╭─ DATA EXCERPTS

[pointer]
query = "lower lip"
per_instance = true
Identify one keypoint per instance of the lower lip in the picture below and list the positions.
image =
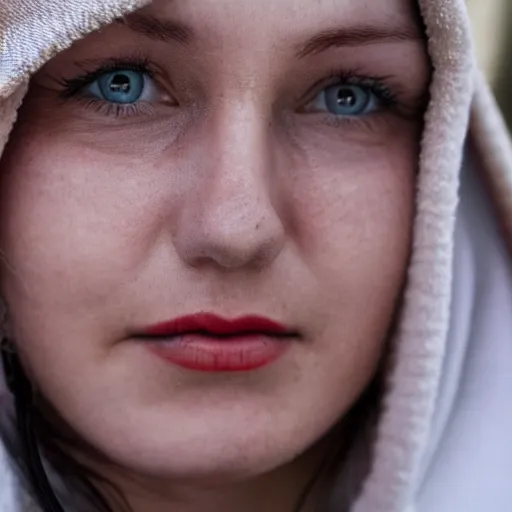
(237, 354)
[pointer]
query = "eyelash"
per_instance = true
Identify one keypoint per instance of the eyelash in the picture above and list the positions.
(71, 90)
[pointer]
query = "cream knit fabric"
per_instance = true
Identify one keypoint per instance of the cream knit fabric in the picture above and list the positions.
(430, 349)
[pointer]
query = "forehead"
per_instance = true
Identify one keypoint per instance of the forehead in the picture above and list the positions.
(277, 18)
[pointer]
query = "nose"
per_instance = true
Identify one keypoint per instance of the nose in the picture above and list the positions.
(229, 220)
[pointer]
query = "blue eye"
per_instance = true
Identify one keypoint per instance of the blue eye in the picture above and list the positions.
(347, 100)
(122, 86)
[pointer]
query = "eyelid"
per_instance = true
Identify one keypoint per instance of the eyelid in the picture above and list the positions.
(71, 87)
(376, 85)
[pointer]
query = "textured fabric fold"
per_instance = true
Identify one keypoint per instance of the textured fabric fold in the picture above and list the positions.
(438, 336)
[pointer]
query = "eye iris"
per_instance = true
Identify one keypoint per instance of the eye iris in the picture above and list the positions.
(347, 100)
(122, 86)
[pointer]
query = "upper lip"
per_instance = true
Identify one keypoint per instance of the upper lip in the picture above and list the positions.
(214, 325)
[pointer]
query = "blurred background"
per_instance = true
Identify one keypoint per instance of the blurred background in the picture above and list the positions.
(491, 19)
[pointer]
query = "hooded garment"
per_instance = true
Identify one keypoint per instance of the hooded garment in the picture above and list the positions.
(444, 440)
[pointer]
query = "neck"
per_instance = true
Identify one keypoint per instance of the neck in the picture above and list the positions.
(282, 490)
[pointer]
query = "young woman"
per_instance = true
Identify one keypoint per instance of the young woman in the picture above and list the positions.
(236, 272)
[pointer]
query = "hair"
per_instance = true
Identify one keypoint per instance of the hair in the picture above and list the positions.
(41, 435)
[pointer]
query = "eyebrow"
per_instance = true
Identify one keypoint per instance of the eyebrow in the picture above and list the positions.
(173, 31)
(156, 29)
(357, 36)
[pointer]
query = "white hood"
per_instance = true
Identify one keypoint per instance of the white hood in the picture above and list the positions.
(444, 435)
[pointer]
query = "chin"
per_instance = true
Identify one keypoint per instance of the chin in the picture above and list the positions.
(212, 451)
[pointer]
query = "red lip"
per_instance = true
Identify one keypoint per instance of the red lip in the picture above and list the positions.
(216, 326)
(206, 342)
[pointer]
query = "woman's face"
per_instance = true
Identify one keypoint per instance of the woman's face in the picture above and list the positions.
(224, 156)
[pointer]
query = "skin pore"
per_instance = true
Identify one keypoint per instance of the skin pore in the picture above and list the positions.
(258, 158)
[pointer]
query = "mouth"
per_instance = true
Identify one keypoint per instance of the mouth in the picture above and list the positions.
(208, 343)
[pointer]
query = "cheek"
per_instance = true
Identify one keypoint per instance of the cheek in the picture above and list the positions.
(354, 212)
(354, 209)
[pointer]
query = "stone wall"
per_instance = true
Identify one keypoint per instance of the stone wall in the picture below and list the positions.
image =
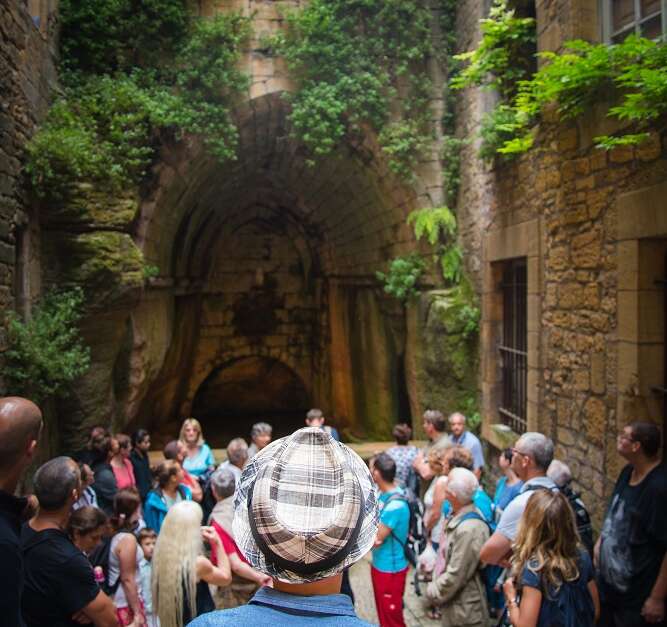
(590, 224)
(266, 259)
(27, 81)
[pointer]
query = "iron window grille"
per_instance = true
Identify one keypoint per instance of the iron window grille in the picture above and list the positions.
(647, 18)
(514, 344)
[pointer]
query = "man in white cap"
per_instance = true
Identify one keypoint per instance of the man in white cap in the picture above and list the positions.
(305, 509)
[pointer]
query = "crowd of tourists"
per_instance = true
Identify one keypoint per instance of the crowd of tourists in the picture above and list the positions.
(112, 536)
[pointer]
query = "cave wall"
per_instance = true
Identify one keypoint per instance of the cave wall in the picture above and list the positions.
(264, 258)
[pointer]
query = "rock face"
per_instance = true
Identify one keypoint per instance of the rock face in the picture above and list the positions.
(238, 291)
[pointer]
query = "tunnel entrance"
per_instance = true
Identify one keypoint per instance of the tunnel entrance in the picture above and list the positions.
(249, 390)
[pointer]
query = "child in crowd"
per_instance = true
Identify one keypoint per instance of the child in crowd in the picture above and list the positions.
(147, 539)
(551, 571)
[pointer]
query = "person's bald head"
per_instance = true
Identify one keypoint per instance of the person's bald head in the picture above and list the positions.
(20, 425)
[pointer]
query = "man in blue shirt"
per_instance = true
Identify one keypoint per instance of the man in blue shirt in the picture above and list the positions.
(390, 566)
(462, 437)
(305, 509)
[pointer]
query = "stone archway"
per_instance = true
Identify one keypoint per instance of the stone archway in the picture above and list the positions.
(248, 390)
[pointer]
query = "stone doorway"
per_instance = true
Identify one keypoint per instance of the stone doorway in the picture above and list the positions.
(248, 390)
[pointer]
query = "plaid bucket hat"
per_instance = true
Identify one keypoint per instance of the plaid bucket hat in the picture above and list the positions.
(305, 508)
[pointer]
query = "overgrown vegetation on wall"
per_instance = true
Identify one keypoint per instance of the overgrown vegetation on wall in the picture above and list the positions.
(353, 62)
(134, 74)
(632, 75)
(46, 352)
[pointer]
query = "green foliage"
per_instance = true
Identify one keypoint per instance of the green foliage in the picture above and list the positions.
(208, 79)
(150, 271)
(633, 74)
(501, 60)
(438, 225)
(401, 279)
(46, 353)
(102, 130)
(105, 36)
(348, 57)
(106, 128)
(451, 263)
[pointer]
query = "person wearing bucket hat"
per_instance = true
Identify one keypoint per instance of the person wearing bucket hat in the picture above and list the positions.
(305, 509)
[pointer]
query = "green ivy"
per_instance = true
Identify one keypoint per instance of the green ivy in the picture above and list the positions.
(631, 74)
(102, 130)
(106, 36)
(348, 58)
(438, 225)
(106, 128)
(401, 280)
(500, 61)
(46, 352)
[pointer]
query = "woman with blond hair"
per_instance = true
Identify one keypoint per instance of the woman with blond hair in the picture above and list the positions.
(181, 572)
(199, 458)
(551, 572)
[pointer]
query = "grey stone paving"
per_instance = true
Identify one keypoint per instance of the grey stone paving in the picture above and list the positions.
(360, 578)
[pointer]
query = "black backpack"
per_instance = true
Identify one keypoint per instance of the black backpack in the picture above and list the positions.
(100, 557)
(416, 540)
(581, 516)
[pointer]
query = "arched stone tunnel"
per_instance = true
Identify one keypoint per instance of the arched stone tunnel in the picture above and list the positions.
(266, 300)
(266, 273)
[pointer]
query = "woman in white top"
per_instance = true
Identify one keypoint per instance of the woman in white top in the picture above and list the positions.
(125, 556)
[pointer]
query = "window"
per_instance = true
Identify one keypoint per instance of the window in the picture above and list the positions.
(647, 18)
(514, 345)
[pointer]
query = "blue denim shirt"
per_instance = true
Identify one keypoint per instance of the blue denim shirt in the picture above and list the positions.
(278, 609)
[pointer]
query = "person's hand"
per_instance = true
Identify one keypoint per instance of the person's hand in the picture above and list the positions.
(81, 618)
(31, 507)
(510, 590)
(209, 534)
(653, 610)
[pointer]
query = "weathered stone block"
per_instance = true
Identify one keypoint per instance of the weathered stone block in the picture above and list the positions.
(595, 415)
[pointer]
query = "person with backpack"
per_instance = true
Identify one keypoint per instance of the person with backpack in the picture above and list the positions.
(60, 588)
(531, 456)
(459, 588)
(390, 565)
(552, 581)
(562, 477)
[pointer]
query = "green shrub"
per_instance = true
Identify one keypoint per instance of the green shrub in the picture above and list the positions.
(103, 129)
(401, 279)
(46, 352)
(348, 57)
(105, 36)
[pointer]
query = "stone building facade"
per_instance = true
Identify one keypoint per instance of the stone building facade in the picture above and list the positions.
(589, 229)
(265, 286)
(27, 83)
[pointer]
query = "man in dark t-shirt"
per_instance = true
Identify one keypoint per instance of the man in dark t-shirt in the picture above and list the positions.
(631, 551)
(60, 588)
(20, 425)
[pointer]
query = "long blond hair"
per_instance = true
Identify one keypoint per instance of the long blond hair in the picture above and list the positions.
(548, 541)
(191, 422)
(175, 563)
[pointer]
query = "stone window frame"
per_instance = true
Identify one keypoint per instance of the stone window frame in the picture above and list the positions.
(519, 240)
(608, 34)
(641, 249)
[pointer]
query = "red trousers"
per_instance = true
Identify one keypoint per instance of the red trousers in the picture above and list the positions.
(388, 589)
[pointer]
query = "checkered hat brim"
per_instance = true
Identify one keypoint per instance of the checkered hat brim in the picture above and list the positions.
(305, 508)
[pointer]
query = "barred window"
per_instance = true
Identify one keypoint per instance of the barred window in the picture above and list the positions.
(514, 345)
(647, 18)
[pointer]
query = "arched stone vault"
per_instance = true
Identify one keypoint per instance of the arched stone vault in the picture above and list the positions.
(296, 244)
(310, 300)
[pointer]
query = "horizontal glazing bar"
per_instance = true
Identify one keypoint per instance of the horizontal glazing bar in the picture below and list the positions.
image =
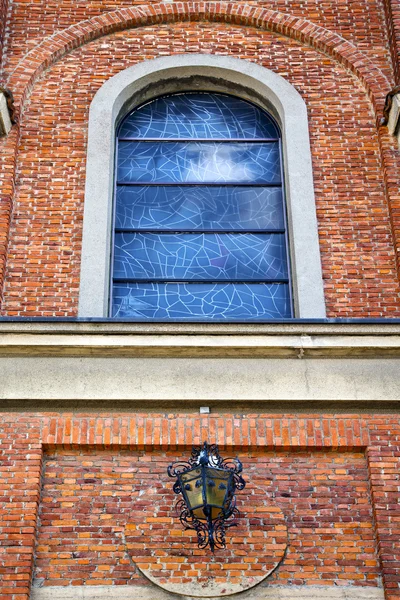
(200, 140)
(196, 184)
(207, 162)
(199, 281)
(196, 231)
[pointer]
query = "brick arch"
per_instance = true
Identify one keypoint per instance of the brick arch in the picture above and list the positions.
(54, 47)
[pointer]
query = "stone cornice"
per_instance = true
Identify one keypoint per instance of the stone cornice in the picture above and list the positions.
(315, 340)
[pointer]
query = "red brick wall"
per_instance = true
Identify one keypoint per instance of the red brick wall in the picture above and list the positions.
(335, 478)
(88, 497)
(355, 222)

╰─

• WHAT THE TASK REQUIRES
The lines in the entries above that carry the word "below" must be copied.

• ANSWER SECTION
Identify one keypoint per instance of the lower lip in the picture below and list the positions.
Identify one keypoint per instance of the stone wall in the picture below and list the positions.
Identify one keypoint per instance of the horizontal glazing bar in the picture below and list the positions.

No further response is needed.